What to do:
(A) Return the part of the funeral history text from "In the earliest" to "pairs of gloves).", copied word for word.
(B) Using the funeral history text, explain why "safe" coffins came into vogue.

··· Page text ···

In the earliest colonial days, funerals were a Saturnalian safety valve. "They were the only class of scenes," wrote Hawthorne, "in which our ancestors were wont to steep their tough old hearts in wine and strong drink and indulge in an outbreak of grisly jollity." When a man died, in-laws and out, friends, neighbors and creditors descended on the sobbing widow, who was expected to welcome them with all kinds of vittles—beef, ham, turkeys, oysters, fruit, cheese and sweets—as well as gallons of the local mulekick. After the corpse had been volleyed to Kingdom Come by the customary funeral fusillade, there was bowsing and bundling sparking and frisking on the green And in addition to the hospitality, the bereaved family was expected to provide mementos, usually rings or gloves (one clergyman, in 32 years of funeral-going received 2,940 pairs of gloves).

Answer to Body Snatchers. As the towns began to grow, the tradesmen began to chase the corpses. Before long advertisements like that of Z. Cotton & Son of Cambridge, N.Y. ("Dentists. Undertakers. Picture Frames a Speciality") were a common sight. Sometimes the commercial combinations had a sinister sound as in the case of one Hollis Chaffin of Providence, R.I., an undertaker who ran an old folks' home on the side.

One of the first things the America undertaker changed was the old "wooden overcoat." In an age when the grave robber and the medical student were supposedly working hand in glove, "safe" coffins, made at first of iron, came in vogue. Soon there were models in zinc, glass terra cotta, papier-mâché, hydraulic cement and vulcanized rubber. The coffin torpedo, marketed in 1878, was the final answer to body snatchers—it featured a bomb that was triggered to go off when the coffin lid was lifted. However, the triumph of sepulchral gadgeteering was the "life signal," which offered mechanical surcease for the widespread terror of being accidentally buried alive. In such devices the victim was provided with a bell rope a speaking tube, an air vent or even a ladder.

Gingerbread & Root Beer. When technology had run its gamut, the "aesthetic movement" began. The word "coffin" was suddenly offensive, and undertakers spoke in hushed tones of the "artistic casket." Scrolls proliferated, along with cut glass sculptured silver and Venetian lace. A few years of this and a poet prayed: "Mother dear, when I lie dead / Bury me not in gingerbread!"

··· Provided data ···

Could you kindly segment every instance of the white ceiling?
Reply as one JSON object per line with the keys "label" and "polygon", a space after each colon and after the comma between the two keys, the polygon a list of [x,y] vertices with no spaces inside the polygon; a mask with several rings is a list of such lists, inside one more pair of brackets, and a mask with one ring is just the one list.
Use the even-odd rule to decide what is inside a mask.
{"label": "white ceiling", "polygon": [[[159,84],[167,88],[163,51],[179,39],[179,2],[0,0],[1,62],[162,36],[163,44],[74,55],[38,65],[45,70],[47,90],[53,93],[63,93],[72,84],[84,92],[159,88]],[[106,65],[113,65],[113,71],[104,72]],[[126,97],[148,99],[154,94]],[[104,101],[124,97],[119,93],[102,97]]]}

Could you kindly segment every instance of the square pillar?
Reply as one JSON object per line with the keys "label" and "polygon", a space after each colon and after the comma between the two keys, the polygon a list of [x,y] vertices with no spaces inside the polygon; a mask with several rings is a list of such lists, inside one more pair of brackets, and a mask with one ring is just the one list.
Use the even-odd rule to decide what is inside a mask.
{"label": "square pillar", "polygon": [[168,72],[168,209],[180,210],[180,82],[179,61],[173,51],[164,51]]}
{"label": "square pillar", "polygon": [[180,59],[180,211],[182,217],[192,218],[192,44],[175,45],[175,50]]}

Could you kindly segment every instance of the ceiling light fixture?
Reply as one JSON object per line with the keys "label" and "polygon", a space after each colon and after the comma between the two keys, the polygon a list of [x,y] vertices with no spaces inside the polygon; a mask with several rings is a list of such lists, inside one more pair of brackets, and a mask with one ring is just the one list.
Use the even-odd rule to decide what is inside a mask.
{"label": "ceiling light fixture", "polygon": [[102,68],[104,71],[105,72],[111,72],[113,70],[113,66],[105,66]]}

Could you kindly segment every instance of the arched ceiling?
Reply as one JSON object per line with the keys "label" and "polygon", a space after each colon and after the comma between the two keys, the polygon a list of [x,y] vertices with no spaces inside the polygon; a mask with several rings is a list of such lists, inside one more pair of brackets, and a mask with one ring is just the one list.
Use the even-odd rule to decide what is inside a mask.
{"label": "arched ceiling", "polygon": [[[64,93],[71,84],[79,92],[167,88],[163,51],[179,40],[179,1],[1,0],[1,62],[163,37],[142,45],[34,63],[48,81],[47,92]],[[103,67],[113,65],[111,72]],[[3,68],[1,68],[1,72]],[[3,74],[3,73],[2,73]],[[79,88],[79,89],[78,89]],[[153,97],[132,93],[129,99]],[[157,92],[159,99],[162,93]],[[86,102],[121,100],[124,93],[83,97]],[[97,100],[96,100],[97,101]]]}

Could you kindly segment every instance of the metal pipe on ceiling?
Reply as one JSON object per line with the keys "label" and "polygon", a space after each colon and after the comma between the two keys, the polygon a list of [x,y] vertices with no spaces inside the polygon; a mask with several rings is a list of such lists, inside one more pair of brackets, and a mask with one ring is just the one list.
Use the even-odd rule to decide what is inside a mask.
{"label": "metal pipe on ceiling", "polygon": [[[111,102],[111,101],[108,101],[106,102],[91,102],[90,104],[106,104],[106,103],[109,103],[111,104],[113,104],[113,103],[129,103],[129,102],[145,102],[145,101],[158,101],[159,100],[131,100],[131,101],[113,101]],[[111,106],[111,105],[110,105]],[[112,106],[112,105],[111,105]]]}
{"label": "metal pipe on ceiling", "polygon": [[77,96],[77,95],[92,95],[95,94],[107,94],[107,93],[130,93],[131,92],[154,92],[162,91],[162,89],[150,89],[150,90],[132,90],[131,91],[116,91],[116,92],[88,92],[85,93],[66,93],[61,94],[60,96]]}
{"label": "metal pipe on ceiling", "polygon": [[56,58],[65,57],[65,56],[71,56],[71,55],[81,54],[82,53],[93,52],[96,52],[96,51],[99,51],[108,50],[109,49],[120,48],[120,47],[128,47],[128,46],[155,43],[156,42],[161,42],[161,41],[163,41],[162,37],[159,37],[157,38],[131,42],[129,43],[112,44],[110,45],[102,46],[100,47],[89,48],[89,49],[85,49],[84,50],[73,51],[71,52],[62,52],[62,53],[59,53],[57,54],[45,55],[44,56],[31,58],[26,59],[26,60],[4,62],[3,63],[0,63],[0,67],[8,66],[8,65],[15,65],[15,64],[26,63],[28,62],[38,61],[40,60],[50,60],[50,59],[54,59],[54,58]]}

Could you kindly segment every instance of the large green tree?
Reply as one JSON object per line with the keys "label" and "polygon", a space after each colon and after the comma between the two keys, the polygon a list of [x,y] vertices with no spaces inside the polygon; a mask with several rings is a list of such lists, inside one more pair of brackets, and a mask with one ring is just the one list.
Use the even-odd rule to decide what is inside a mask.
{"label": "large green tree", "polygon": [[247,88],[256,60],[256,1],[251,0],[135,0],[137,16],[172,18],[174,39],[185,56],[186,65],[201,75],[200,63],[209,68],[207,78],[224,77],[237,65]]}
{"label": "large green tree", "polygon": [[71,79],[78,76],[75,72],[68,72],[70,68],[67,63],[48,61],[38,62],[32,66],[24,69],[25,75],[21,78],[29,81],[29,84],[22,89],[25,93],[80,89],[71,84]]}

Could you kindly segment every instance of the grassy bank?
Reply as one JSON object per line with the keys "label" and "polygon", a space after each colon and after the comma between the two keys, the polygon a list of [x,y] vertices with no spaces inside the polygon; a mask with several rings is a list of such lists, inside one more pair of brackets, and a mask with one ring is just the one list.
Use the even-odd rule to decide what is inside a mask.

···

Answers given:
(A)
In the earliest colonial days, funerals were a Saturnalian safety valve. "They were the only class of scenes," wrote Hawthorne, "in which our ancestors were wont to steep their tough old hearts in wine and strong drink and indulge in an outbreak of grisly jollity." When a man died, in-laws and out, friends, neighbors and creditors descended on the sobbing widow, who was expected to welcome them with all kinds of vittles—beef, ham, turkeys, oysters, fruit, cheese and sweets—as well as gallons of the local mulekick. After the corpse had been volleyed to Kingdom Come by the customary funeral fusillade, there was bowsing and bundling sparking and frisking on the green And in addition to the hospitality, the bereaved family was expected to provide mementos, usually rings or gloves (one clergyman, in 32 years of funeral-going received 2,940 pairs of gloves).

(B) "Safe" coffins, made at first of iron, came into vogue because it was an age when grave robbers and medical students were supposedly working hand in glove.